• [WORK TO COMPLETE]:
Lay out every line of the records below as a numbered list, omitting blank lines and leaving out the pictures.
# start of DATA SECTION
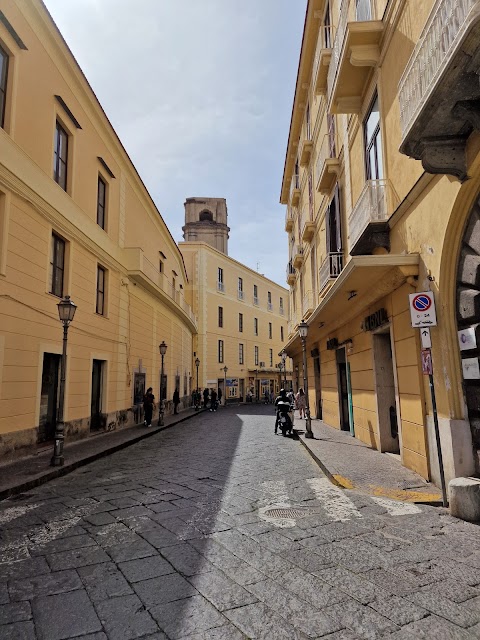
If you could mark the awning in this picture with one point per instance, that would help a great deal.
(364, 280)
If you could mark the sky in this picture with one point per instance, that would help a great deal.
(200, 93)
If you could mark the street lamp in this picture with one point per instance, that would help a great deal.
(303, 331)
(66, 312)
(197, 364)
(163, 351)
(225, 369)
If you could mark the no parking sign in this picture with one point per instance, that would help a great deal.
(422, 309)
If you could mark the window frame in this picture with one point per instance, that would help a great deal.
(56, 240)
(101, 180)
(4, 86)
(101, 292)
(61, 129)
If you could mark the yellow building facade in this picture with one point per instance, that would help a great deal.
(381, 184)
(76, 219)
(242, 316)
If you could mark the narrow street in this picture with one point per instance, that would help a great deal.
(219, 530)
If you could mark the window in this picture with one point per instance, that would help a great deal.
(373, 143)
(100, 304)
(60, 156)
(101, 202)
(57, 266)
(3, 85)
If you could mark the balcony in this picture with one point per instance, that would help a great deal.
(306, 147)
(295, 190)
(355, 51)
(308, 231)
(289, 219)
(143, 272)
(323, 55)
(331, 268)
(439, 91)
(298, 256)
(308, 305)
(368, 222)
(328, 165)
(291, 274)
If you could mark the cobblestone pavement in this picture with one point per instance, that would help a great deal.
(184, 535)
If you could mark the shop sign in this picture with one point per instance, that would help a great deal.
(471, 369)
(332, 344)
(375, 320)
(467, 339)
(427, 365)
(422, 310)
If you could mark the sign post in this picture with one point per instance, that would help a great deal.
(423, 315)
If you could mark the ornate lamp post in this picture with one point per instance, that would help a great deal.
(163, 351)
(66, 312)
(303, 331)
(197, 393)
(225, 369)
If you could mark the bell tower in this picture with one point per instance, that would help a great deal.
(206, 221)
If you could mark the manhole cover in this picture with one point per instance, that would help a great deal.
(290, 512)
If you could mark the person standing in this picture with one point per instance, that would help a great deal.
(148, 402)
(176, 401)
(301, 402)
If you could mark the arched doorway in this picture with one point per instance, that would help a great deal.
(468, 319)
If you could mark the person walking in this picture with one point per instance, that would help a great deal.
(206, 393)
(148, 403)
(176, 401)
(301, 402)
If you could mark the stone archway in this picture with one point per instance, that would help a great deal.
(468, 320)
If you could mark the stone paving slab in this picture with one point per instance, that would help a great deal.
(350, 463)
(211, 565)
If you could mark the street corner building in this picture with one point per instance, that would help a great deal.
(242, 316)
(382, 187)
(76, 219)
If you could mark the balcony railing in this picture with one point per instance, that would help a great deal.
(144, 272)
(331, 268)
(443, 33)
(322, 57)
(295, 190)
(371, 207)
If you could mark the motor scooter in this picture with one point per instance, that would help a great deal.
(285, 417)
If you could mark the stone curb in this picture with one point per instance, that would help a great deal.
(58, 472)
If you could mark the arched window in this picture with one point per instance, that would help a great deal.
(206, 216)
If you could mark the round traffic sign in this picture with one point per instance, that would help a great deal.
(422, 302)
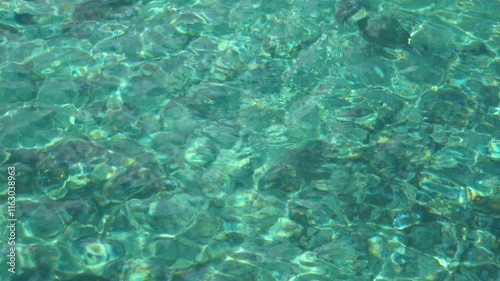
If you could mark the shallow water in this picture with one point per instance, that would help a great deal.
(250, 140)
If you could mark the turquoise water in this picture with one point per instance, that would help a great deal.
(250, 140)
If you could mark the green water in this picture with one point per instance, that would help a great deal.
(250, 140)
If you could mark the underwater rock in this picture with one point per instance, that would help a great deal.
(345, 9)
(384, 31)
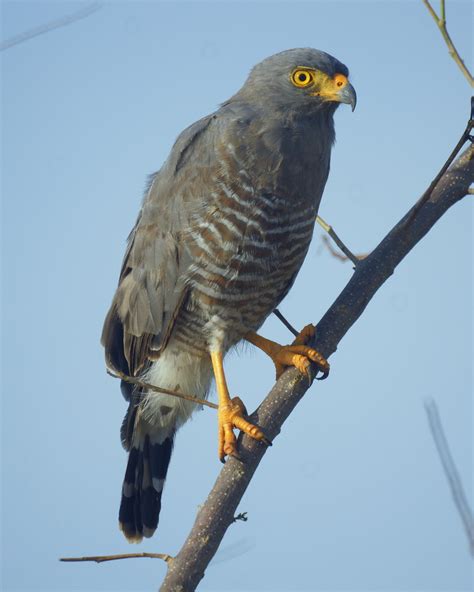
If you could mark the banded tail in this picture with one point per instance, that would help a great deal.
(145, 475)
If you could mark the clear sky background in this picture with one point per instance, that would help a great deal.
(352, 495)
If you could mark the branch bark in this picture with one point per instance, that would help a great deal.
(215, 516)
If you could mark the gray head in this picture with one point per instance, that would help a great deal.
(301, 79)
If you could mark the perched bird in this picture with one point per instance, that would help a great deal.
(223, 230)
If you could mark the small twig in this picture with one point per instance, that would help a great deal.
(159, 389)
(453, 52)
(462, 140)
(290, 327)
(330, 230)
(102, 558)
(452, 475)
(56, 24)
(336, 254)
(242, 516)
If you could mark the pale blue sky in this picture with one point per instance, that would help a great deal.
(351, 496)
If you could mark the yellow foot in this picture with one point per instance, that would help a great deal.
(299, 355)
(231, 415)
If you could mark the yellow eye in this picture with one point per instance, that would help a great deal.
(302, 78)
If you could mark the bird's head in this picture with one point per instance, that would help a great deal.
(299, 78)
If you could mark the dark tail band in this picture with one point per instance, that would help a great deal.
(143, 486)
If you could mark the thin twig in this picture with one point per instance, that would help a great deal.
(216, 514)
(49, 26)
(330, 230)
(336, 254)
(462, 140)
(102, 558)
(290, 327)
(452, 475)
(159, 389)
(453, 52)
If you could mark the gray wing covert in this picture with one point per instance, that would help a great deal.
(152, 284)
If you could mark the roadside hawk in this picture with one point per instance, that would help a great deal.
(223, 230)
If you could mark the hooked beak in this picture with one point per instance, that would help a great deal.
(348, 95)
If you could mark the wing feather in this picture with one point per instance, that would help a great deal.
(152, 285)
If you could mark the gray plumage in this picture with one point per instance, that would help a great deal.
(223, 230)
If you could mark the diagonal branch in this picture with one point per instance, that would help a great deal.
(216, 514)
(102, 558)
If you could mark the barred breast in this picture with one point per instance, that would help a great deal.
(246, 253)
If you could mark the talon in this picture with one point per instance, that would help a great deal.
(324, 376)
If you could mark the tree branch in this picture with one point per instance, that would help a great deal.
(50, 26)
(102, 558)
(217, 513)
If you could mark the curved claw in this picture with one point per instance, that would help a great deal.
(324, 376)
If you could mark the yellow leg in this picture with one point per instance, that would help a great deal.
# end of DATA SECTION
• [ANSWER BELOW]:
1. If you could mark the awning in this picture with one point per instance, that would help a great deal.
2. (364, 280)
3. If you could mark the sky in this picture with one point per instance, that would help a great deal.
4. (200, 93)
5. If you could mark the street lamp in this picture with one point per instance, that would help a great deal.
6. (303, 331)
7. (66, 312)
8. (197, 364)
9. (163, 351)
10. (225, 369)
11. If you could mark the no parking sign in this picture with one point per instance, that would help a great deal.
12. (422, 309)
13. If you could mark the window frame in this picture with one point per instance, that would help a great deal.
14. (56, 240)
15. (101, 180)
16. (4, 86)
17. (101, 292)
18. (61, 129)
19. If you could mark the yellow building facade in this picture with one point per instance, that would help a great deal.
20. (381, 184)
21. (76, 219)
22. (242, 316)
23. If you could mark the narrow street in this picture with one point per instance, that would help a great deal.
24. (219, 530)
25. If you could mark the window in this picture with one point per instance, that would help a great deal.
26. (373, 143)
27. (100, 304)
28. (60, 156)
29. (101, 202)
30. (57, 266)
31. (3, 85)
32. If you could mark the balcony in this picture with one point per instance, that would help a great deal.
33. (306, 147)
34. (295, 190)
35. (355, 51)
36. (308, 231)
37. (289, 219)
38. (143, 272)
39. (323, 55)
40. (331, 268)
41. (439, 91)
42. (298, 256)
43. (308, 305)
44. (368, 222)
45. (328, 165)
46. (291, 274)
47. If you could mark the cobblestone pavement in this picture with one point per instance, that would help a great deal.
48. (184, 535)
49. If you could mark the shop sign in this picture with one point per instance, that would help a great deal.
50. (471, 369)
51. (332, 344)
52. (375, 320)
53. (467, 339)
54. (427, 365)
55. (422, 310)
56. If you could mark the sign post in this picture with one point per instance, that would help a great deal.
57. (423, 315)
58. If you could mark the ornate lamp post in this picture with one point per instance, that would help a great deal.
59. (163, 351)
60. (66, 312)
61. (303, 331)
62. (197, 393)
63. (225, 369)
64. If you could mark the bell tower in this picture with one point per instance, that would help a great deal.
65. (206, 221)
66. If you could mark the manhole cover in this picture with one point per instance, that would help a great deal.
67. (290, 512)
68. If you could mark the person standing in this picture with one point per instance, that would help a great deal.
69. (148, 402)
70. (176, 401)
71. (301, 402)
72. If you could mark the arched doorway in this picture with one point per instance, that would help a great deal.
73. (468, 319)
74. If you could mark the person walking in this picture with one point per instance, that would help a great deal.
75. (206, 393)
76. (148, 403)
77. (176, 401)
78. (301, 402)
79. If you could mark the stone archway in this picture with one point per instance, that would help a great deal.
80. (468, 320)
81. If you could mark the stone paving slab in this picture with one point per instance, that would help a great deal.
82. (350, 463)
83. (211, 565)
84. If you could mark the street corner building in this picture with one point per instance, that would help a great deal.
85. (242, 316)
86. (382, 187)
87. (76, 219)
88. If you could mark the balcony railing in this picture with one point per instance, that would help a great deal.
89. (144, 272)
90. (331, 268)
91. (443, 33)
92. (322, 57)
93. (295, 190)
94. (371, 207)
95. If you could mark the motor scooter in this picture with one point per instance, that would help a great deal.
96. (285, 417)
97. If you could mark the stone curb in this picture with one point per instance, that would help a great deal.
98. (58, 472)
99. If you could mark the arched window in this picture with one point per instance, that would help a great deal.
100. (206, 216)
101. If you could mark the round traffic sign in this picture with one point per instance, that would help a great deal.
102. (422, 302)
103. If you could mark the shallow water in this picture with one point per instance, that would help a great deal.
104. (250, 140)
105. If you could mark the turquoise water in this picture with one point per instance, that would help a great deal.
106. (250, 140)
107. If you could mark the green water in this picture with one point per instance, that would help a great deal.
108. (250, 140)
109. If you could mark the underwater rock in this picture with one point per instance, that would help a great deal.
110. (345, 9)
111. (384, 31)
112. If you could mark the banded tail in this picture with one point per instance, that would help a great deal.
113. (145, 475)
114. If you could mark the clear sky background in this picture with one point per instance, that would help a great deal.
115. (352, 495)
116. If you could mark the branch bark in this picture with one point per instance, that would help a great deal.
117. (215, 516)
118. If you could mark the gray head in this picture with one point per instance, that would help a great deal.
119. (301, 79)
120. If you could mark the perched bird in this picture with one point per instance, that would help a great deal.
121. (223, 230)
122. If you could mark the small twig in this picture with one point per instance, that would help a great deal.
123. (159, 389)
124. (453, 52)
125. (462, 140)
126. (290, 327)
127. (330, 230)
128. (102, 558)
129. (452, 475)
130. (56, 24)
131. (336, 254)
132. (242, 516)
133. If you could mark the pale blue sky in this picture with one point per instance, that would help a great deal.
134. (351, 496)
135. If you could mark the yellow foot in this picture with one point per instance, that would help a great deal.
136. (299, 355)
137. (231, 415)
138. If you could mark the yellow eye in this picture with one point per instance, that would help a great deal.
139. (302, 78)
140. If you could mark the bird's head in this picture with one point per instance, that would help a great deal.
141. (299, 78)
142. If you could mark the dark tail band in this picture with one point per instance, that would help a great deal.
143. (143, 486)
144. If you could mark the thin twig in this picture with one point per instance, that would help a great deal.
145. (216, 514)
146. (49, 26)
147. (330, 230)
148. (336, 254)
149. (462, 140)
150. (102, 558)
151. (290, 327)
152. (452, 475)
153. (159, 389)
154. (453, 52)
155. If you could mark the gray wing covert in this picture with one point per instance, that would help a great deal.
156. (152, 284)
157. If you could mark the roadside hawk in this picture with one point per instance, that would help a great deal.
158. (223, 230)
159. If you could mark the hooked beak in this picture with one point per instance, that would help a great deal.
160. (348, 95)
161. If you could mark the wing feather in this picture with one point per instance, that would help a great deal.
162. (152, 285)
163. If you could mark the gray plumage in this picture with one point per instance, that would help a great deal.
164. (223, 230)
165. If you could mark the diagonal branch in this picture with one point per instance, that would help a great deal.
166. (216, 514)
167. (102, 558)
168. If you could mark the barred breast in this picture with one point per instance, that would help a great deal.
169. (246, 253)
170. If you could mark the talon in this picture with one point per instance, that would help a great deal.
171. (324, 376)
172. If you could mark the tree branch in this picture with one point per instance, that would help a great deal.
173. (50, 26)
174. (102, 558)
175. (217, 513)
176. If you could mark the curved claw in this picture with one point per instance, that would help a great deal.
177. (324, 376)
178. If you could mark the yellow leg in this picture with one point per instance, that would help a great deal.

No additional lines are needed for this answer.